*Stated goal 1*
Which lines of the records contain the string "segment"? Identify each one and copy it in full, treating case as significant.

*Quoted passage*
▽
On Thu, Feb 3, 2011 at 12:35 PM, שלום קלמר <sklemer gmail com> wrote:

 

https://access.redhat.com/kb/docs/DOC-3068


On Thu, Feb 3, 2011 at 11:13 AM, Corey Kovacs <corey kovacs gmail com> wrote:
Is using ha-lvm with clvmd a new capability? It's always been my
understanding that the lvm locking type for using ha-lvm had to be set
to '1'.

I'd much rather be using clvmd if it is the way to go. Can you point
me to the docs you are seeing these instructions in please?

As for why your config isn't working, clvmd requires that it's
resources are indeed tagged as cluster volumes, so you might try doing
that and see how it goes.

-C

On Thu, Feb 3, 2011 at 7:26 AM, שלום קלמר <sklemer gmail com> wrote:
> Hello.
>
>
>
> I followed redhat instruction trying install HA-LVM with clvmd. ( rhcs 5.6 -
> rgmanager 2.0.52-9 )
>
>
>
> I can't make it work.
>
>
>
> lvm.conf- locking_type=3
>
> clvmd work
>
> Its failed saying HA-LVM is not configured correctly.
△
*Extracted material*
▽
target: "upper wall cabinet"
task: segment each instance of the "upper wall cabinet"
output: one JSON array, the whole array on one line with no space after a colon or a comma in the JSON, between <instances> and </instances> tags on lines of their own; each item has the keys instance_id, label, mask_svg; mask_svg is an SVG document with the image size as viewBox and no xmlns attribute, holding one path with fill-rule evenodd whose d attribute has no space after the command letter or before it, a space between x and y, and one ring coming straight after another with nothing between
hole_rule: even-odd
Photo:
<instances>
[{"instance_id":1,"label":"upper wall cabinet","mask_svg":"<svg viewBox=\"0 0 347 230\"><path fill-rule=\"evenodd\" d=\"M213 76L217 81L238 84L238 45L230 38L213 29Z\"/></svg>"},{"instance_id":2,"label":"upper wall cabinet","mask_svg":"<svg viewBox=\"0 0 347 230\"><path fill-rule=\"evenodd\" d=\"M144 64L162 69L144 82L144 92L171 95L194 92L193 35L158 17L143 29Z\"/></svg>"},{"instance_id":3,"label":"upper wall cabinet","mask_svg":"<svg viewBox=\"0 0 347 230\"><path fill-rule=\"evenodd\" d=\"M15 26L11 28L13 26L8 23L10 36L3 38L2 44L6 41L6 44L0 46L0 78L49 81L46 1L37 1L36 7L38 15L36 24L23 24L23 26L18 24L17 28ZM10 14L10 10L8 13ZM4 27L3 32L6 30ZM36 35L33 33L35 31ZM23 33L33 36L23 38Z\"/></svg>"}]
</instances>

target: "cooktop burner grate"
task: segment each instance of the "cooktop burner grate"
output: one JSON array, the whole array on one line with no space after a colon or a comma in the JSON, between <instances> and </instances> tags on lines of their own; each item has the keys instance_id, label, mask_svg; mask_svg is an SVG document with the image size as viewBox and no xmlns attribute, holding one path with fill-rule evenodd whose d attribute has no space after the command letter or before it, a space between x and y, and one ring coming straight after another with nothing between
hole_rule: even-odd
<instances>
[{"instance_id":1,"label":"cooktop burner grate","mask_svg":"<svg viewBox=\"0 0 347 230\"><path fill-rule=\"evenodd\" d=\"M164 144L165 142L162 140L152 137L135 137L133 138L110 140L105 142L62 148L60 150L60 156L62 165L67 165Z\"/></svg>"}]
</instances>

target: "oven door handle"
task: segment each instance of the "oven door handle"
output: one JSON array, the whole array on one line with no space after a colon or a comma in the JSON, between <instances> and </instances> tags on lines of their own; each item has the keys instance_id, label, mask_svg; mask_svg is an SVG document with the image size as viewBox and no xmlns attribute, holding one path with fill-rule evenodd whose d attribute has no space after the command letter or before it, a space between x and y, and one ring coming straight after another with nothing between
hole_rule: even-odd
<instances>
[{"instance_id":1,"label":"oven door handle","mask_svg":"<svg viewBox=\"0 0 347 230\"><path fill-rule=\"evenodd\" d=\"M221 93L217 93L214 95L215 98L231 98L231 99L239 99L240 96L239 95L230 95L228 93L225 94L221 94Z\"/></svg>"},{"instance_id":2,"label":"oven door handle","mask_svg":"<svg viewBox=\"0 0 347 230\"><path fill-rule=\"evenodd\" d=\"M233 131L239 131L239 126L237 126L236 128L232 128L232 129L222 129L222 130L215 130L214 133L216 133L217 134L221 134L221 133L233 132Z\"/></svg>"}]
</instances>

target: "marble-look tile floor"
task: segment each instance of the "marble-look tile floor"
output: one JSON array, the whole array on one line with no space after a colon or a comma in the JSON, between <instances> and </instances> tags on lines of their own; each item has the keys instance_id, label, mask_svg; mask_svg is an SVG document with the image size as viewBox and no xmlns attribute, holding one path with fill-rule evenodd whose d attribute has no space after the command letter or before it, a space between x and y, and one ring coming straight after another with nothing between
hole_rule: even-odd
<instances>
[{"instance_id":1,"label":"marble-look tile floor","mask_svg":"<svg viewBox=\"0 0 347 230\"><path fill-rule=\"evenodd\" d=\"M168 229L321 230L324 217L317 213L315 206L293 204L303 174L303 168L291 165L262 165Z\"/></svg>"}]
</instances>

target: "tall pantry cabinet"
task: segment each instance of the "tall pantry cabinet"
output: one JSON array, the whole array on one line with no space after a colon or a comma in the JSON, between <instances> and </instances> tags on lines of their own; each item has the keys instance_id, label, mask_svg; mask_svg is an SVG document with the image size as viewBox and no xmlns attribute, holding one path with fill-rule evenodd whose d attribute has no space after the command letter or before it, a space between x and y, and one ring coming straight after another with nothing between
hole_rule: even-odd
△
*Stated goal 2*
Return the entire email thread about HA-LVM and clvmd word for word.

*Task result 1*
task: segment each instance of the "upper wall cabinet"
task: segment each instance of the "cooktop burner grate"
task: segment each instance of the "oven door handle"
task: segment each instance of the "marble-look tile floor"
task: segment each instance of the "tall pantry cabinet"

*Task result 2*
On Thu, Feb 3, 2011 at 12:35 PM, שלום קלמר <sklemer gmail com> wrote:

 

https://access.redhat.com/kb/docs/DOC-3068


On Thu, Feb 3, 2011 at 11:13 AM, Corey Kovacs <corey kovacs gmail com> wrote:
Is using ha-lvm with clvmd a new capability? It's always been my
understanding that the lvm locking type for using ha-lvm had to be set
to '1'.

I'd much rather be using clvmd if it is the way to go. Can you point
me to the docs you are seeing these instructions in please?

As for why your config isn't working, clvmd requires that it's
resources are indeed tagged as cluster volumes, so you might try doing
that and see how it goes.

-C

On Thu, Feb 3, 2011 at 7:26 AM, שלום קלמר <sklemer gmail com> wrote:
> Hello.
>
>
>
> I followed redhat instruction trying install HA-LVM with clvmd. ( rhcs 5.6 -
> rgmanager 2.0.52-9 )
>
>
>
> I can't make it work.
>
>
>
> lvm.conf- locking_type=3
>
> clvmd work
>
> Its failed saying HA-LVM is not configured correctly.